BEGIN Study text

MOVING FORWARD BY WORKING TOGETHER
These past three years, I’m proud of the work my team and I have done at City Hall to lay the foundation for a 15-minute city. We have brought a community-first approach to budgeting and good governance. We made investments in neighborhoods long forgotten by the city.
We did this with an unwavering commitment to our neighbors to build a healthy, vibrant, safe, and affordable city.
Healthy Communities
We prioritized community health when we funded the Green New Deal and invested nearly $3 Million to create Community Resilience Hubs for neighbors to escape extreme heat and smoke events. We preserved $112K for Rainier Beach’s A Beautiful Safe Place for Youth program and invested $550k for a Restorative Justice pilot program in schools.
Vibrant Neighborhoods
We prioritized the vibrancy of our communities with investments of $250K for an arts hub led by Black and brown youth, $2 Million towards the construction of Rainier Beach Skate Park, and $1.25 million to protect access to reproductive care & gender-affirming care.

END Study text
BEGIN Supplied data

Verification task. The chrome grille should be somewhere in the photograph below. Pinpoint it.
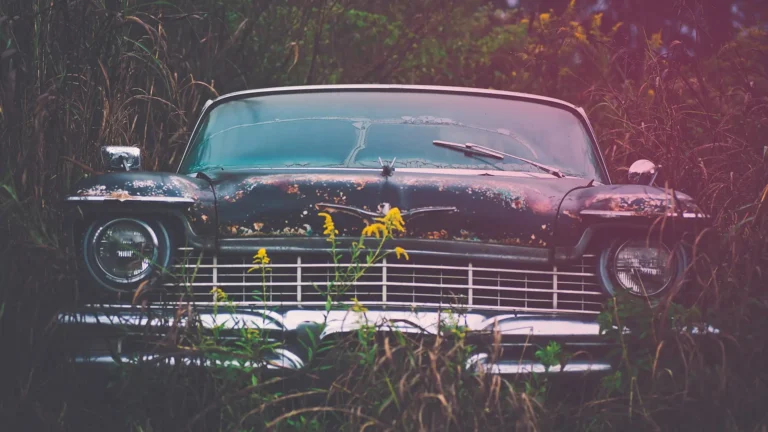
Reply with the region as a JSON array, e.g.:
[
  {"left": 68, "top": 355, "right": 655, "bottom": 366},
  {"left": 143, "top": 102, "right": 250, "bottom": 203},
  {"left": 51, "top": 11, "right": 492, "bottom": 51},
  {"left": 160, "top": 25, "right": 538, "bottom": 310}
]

END Supplied data

About this task » Continue the text on the team's work at City Hall, picking up after its last sentence.

Expected output »
Safety
For too long, community safety was understood largely as a criminal justice issue, without attention to the underlying causes of violence. We prioritized the making the CID and south end safe with $23.5 million in community economic recovery, neighborhood revitalization, micro-businesses, and cultural spaces, millions of dollars for sidewalk improvements across South Seattle—including Beacon Hill and Rainier Avenue, $440K to implement a Neighborhood Safety Model & increase street outreach in the Chinatown/International District, and more.
Affordability
Most importantly, we prioritized making life a little more affordable—because all these improvements mean nothing if the people who need them the most no longer live here to benefit from them: We supported and protected renters with our Tenants Bill of Rights, supported small businesses with stabilization funding, as well as $600K to protect critical homelessness services and programming.
TOGETHER, WE CAN MAKE THE FUTURE WE ALL DESERVE
All of us, no matter our income or our race, deserve to live in a home where we feel secure, to easily get to work or school, and to put food on the table at the end of the day. These are the concerns I hear about from my community in District 2 and the values I bring with me every day to City Hall. By working together for the last four years we’ve made progress on connecting our communities, keeping people in their homes, and undoing past harms.
I’ve represented District 2 with unwavering commitment to the people of my community and our work is not done. Together, we can make the future we all deserve.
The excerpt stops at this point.